_Exercise prompt_
Treat the line containing "Can you see the grass field" as the first line of the answer and the last line of the data as its final line, reproducing every line between exactly.

--- Exercise data ---

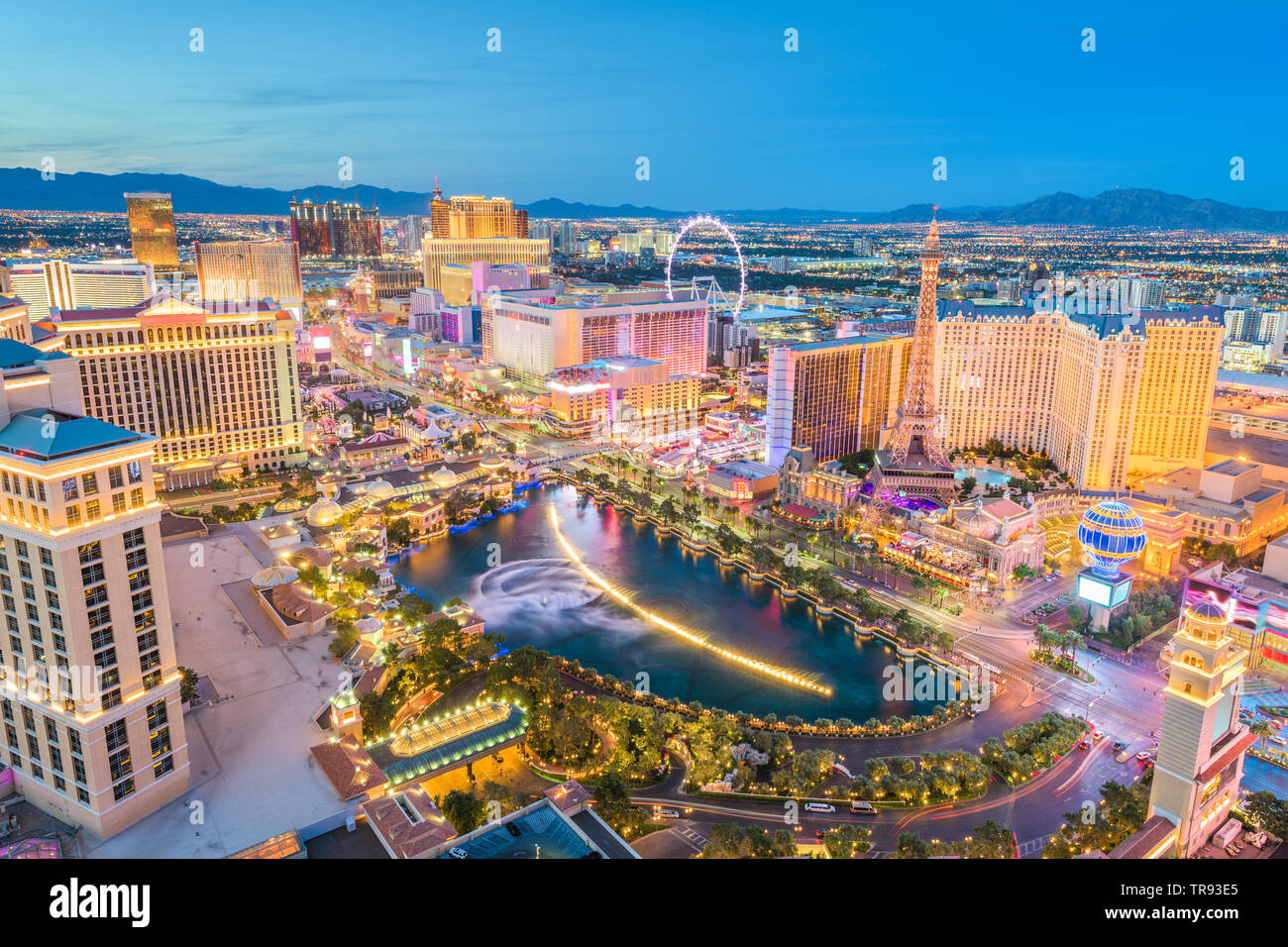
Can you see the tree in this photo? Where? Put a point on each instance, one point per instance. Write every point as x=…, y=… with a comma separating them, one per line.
x=464, y=810
x=613, y=804
x=1121, y=812
x=187, y=685
x=732, y=840
x=398, y=531
x=846, y=840
x=1267, y=812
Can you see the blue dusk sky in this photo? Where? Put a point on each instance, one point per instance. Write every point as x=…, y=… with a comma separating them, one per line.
x=704, y=90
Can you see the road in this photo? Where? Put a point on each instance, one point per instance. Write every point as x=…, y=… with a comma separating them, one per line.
x=1125, y=702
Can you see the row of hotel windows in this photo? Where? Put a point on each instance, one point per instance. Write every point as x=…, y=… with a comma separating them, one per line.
x=120, y=763
x=88, y=484
x=93, y=579
x=172, y=334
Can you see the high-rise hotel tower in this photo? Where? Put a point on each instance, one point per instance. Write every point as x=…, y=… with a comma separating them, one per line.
x=1103, y=394
x=153, y=239
x=833, y=397
x=89, y=685
x=236, y=270
x=215, y=384
x=1202, y=742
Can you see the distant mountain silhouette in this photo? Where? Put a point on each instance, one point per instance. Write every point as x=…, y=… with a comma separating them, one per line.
x=22, y=188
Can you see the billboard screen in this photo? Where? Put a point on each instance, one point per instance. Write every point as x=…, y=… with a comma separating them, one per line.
x=1095, y=590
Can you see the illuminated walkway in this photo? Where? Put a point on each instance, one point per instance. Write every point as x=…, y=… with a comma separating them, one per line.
x=782, y=674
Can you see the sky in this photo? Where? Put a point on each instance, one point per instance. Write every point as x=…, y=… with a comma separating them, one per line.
x=725, y=116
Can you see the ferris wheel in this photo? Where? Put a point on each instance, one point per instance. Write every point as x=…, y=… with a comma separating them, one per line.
x=715, y=223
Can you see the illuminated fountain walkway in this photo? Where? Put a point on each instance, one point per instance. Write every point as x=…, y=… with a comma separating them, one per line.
x=696, y=638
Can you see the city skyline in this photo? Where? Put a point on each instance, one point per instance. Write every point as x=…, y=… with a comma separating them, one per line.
x=863, y=108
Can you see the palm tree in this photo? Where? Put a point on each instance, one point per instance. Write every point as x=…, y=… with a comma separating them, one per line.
x=709, y=504
x=1044, y=638
x=1262, y=728
x=1070, y=641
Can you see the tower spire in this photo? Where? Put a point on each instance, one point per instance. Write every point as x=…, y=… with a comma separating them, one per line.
x=914, y=460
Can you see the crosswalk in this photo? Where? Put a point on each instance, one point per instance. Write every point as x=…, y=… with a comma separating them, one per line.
x=696, y=839
x=1031, y=847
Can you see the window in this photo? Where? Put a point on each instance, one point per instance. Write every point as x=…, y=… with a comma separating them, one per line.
x=115, y=735
x=156, y=715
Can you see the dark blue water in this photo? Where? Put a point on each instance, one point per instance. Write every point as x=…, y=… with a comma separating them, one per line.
x=533, y=594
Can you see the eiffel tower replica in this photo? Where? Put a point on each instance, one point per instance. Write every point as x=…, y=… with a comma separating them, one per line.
x=913, y=462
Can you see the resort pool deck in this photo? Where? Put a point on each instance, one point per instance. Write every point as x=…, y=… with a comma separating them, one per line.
x=542, y=832
x=983, y=475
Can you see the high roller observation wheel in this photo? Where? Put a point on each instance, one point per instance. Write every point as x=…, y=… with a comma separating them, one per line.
x=707, y=221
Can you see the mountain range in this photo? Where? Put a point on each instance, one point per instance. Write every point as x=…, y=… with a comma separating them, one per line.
x=24, y=188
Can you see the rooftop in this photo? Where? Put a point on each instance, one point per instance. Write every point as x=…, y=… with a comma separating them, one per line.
x=47, y=434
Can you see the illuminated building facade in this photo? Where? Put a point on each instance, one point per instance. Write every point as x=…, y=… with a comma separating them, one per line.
x=90, y=690
x=237, y=270
x=1202, y=742
x=14, y=320
x=833, y=397
x=1102, y=394
x=439, y=252
x=471, y=217
x=622, y=397
x=335, y=230
x=75, y=285
x=465, y=283
x=825, y=487
x=153, y=240
x=535, y=333
x=211, y=386
x=1256, y=602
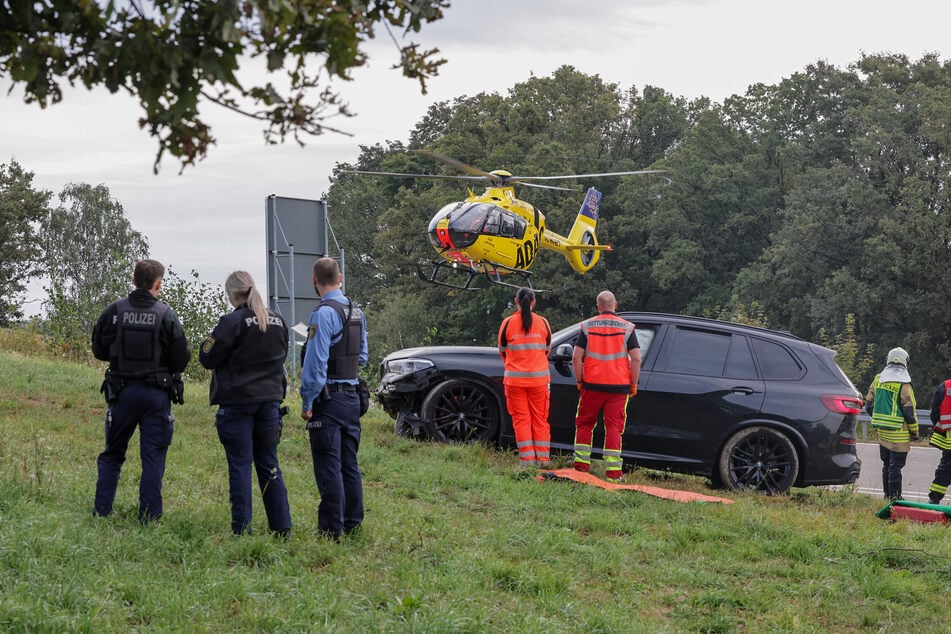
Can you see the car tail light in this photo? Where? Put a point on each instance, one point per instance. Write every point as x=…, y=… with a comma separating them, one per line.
x=842, y=404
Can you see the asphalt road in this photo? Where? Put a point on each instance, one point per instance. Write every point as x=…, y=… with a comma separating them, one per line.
x=916, y=476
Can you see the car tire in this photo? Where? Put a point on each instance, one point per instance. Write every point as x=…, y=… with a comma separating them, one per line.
x=459, y=411
x=759, y=459
x=403, y=427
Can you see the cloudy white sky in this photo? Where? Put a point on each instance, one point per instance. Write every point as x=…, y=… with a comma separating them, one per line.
x=211, y=218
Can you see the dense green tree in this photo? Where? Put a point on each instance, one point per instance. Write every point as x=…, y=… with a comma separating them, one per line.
x=198, y=305
x=22, y=209
x=90, y=253
x=818, y=205
x=176, y=55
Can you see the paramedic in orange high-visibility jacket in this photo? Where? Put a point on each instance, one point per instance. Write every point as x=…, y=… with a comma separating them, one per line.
x=524, y=343
x=607, y=364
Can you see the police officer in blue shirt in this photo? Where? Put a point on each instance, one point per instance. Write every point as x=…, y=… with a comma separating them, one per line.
x=144, y=343
x=335, y=348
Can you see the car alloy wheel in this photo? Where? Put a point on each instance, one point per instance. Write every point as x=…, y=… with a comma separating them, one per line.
x=759, y=459
x=460, y=411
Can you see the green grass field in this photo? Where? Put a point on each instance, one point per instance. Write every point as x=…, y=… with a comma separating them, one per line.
x=456, y=539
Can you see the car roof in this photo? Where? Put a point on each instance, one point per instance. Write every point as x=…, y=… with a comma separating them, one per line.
x=690, y=320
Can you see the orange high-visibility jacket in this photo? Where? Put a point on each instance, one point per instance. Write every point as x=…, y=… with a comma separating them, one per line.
x=525, y=353
x=606, y=360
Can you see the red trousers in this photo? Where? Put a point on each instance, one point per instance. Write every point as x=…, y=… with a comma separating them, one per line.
x=528, y=406
x=614, y=407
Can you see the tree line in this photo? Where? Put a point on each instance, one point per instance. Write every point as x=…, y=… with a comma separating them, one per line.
x=818, y=206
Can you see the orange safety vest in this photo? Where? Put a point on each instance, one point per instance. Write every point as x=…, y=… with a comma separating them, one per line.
x=606, y=360
x=525, y=353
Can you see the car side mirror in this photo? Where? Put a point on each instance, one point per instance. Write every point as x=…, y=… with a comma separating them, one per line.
x=562, y=354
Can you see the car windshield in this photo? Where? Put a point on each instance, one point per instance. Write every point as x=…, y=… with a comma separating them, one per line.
x=645, y=336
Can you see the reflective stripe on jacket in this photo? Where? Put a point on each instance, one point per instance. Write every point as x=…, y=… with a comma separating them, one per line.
x=606, y=360
x=944, y=412
x=525, y=353
x=887, y=416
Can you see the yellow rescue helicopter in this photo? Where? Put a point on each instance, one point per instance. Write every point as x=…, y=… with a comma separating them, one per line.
x=494, y=234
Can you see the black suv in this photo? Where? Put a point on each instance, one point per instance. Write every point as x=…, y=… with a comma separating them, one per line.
x=748, y=407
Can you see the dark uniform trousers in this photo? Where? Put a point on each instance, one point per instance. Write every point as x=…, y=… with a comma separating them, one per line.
x=892, y=464
x=150, y=408
x=250, y=435
x=334, y=446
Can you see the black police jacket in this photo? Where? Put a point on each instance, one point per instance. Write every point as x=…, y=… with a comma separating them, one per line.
x=248, y=364
x=169, y=353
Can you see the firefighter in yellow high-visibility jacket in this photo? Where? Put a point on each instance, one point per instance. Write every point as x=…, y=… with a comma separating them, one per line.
x=891, y=403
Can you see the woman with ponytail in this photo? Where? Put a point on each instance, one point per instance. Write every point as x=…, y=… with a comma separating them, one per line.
x=524, y=343
x=246, y=352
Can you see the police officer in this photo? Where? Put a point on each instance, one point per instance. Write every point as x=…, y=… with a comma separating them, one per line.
x=144, y=343
x=941, y=438
x=247, y=350
x=335, y=348
x=607, y=365
x=891, y=404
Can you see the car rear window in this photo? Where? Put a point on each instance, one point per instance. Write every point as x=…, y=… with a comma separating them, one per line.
x=776, y=362
x=700, y=352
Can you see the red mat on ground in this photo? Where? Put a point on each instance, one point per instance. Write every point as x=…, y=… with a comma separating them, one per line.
x=667, y=494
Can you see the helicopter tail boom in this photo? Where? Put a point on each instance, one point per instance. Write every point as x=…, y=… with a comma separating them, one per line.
x=583, y=250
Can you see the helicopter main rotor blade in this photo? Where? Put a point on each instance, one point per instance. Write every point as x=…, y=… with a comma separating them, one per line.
x=459, y=165
x=538, y=186
x=522, y=179
x=447, y=177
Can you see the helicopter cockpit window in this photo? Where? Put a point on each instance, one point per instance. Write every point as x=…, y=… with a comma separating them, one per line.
x=465, y=224
x=499, y=222
x=512, y=226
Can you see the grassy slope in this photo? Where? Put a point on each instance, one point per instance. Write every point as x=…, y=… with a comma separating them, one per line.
x=456, y=539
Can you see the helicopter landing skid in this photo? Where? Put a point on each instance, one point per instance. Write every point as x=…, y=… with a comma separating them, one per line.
x=490, y=270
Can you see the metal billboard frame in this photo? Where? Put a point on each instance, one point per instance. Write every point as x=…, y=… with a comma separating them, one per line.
x=298, y=233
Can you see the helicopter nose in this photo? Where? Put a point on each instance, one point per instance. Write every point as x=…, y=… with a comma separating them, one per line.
x=440, y=238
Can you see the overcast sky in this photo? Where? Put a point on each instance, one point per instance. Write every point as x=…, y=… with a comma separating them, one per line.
x=212, y=217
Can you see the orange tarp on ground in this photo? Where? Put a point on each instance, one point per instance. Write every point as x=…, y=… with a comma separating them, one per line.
x=667, y=494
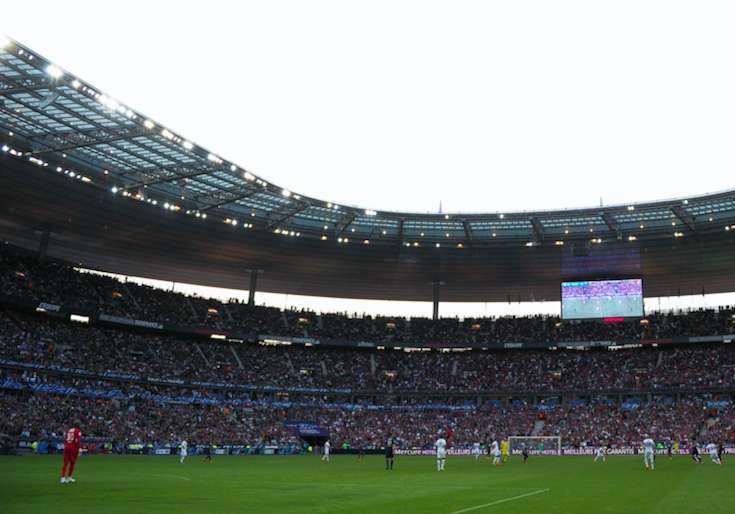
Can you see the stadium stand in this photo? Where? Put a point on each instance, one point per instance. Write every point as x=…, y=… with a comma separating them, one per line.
x=138, y=386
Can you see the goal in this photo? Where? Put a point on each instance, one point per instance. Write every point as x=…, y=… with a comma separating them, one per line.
x=539, y=445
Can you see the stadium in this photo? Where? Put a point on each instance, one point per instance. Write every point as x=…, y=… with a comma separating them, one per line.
x=203, y=404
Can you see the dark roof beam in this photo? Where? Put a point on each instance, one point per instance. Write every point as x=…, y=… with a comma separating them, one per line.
x=538, y=230
x=684, y=217
x=467, y=230
x=284, y=215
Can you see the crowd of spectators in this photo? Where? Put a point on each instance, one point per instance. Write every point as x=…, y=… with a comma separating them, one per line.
x=137, y=386
x=24, y=276
x=43, y=341
x=39, y=416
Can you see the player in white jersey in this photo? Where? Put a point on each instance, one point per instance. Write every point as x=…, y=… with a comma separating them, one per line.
x=648, y=457
x=476, y=450
x=495, y=452
x=441, y=453
x=327, y=448
x=601, y=453
x=183, y=451
x=713, y=453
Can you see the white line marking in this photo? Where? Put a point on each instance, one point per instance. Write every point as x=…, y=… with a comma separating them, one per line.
x=165, y=475
x=498, y=502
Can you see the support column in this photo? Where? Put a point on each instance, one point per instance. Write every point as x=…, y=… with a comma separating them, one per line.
x=436, y=285
x=253, y=286
x=43, y=245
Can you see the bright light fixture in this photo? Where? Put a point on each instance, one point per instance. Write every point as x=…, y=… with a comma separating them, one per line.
x=54, y=71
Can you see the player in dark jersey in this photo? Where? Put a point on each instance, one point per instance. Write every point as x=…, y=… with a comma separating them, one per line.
x=389, y=453
x=72, y=445
x=694, y=452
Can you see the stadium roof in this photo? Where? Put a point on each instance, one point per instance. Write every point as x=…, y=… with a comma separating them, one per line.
x=60, y=121
x=121, y=160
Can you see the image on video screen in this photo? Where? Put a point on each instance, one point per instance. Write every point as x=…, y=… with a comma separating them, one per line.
x=602, y=299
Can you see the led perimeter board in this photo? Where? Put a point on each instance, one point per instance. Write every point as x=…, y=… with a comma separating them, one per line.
x=601, y=299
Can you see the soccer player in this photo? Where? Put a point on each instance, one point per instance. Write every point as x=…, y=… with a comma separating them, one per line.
x=601, y=453
x=389, y=453
x=495, y=452
x=694, y=452
x=441, y=452
x=327, y=448
x=183, y=451
x=72, y=446
x=713, y=454
x=648, y=455
x=476, y=450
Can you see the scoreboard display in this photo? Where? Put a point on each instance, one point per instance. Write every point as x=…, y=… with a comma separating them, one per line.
x=601, y=299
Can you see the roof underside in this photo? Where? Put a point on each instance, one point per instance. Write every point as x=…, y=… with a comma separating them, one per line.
x=123, y=193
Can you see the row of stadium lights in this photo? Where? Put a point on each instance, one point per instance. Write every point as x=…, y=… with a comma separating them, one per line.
x=234, y=222
x=57, y=73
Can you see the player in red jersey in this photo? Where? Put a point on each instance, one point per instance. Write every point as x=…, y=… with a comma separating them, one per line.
x=72, y=445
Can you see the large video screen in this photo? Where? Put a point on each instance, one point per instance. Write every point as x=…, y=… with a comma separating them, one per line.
x=594, y=299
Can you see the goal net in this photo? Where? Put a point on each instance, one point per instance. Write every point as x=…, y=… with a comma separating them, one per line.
x=538, y=445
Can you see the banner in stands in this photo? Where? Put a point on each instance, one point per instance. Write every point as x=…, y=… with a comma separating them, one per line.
x=306, y=429
x=130, y=322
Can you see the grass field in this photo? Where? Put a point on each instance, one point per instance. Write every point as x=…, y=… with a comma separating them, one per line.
x=301, y=484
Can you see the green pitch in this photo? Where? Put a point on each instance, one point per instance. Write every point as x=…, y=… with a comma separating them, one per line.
x=302, y=484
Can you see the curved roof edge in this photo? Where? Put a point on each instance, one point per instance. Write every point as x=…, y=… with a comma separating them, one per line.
x=59, y=122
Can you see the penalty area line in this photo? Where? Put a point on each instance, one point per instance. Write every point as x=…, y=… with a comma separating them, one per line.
x=498, y=502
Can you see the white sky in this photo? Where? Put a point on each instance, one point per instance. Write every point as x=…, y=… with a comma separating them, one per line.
x=485, y=106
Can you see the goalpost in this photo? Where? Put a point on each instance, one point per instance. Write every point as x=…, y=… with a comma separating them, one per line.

---

_Reply_
Can you see the grass field in this photo? Where? Put a point on each instance, one point per instance. Write every point as x=…, y=… with a comma separating them, one per line.
x=301, y=484
Can you see the green pitch in this photo? Where? Put a point on each instance, one point per instance. Write every point as x=…, y=… with a comma separating them, one per line.
x=302, y=484
Can you see the curved roof edge in this photo? Where? Put a point on each instance, one point per instance. Write every point as x=…, y=… with a comma separating them, one per line.
x=59, y=122
Can you see the penalty area line in this photo? Where? Put a point on each instance, one point per instance. Write every point as x=…, y=… with a comma separating them, one per line.
x=498, y=502
Can you see the white sky in this photo? Where? Put a point on each instance, one point per instance. Write every point as x=…, y=… with a comma separating them, one per line.
x=485, y=106
Can you see the goalpost in this photo? Where? Put a point on each instance, one point per instance. Write every point as x=…, y=… with a comma separating them, one per line.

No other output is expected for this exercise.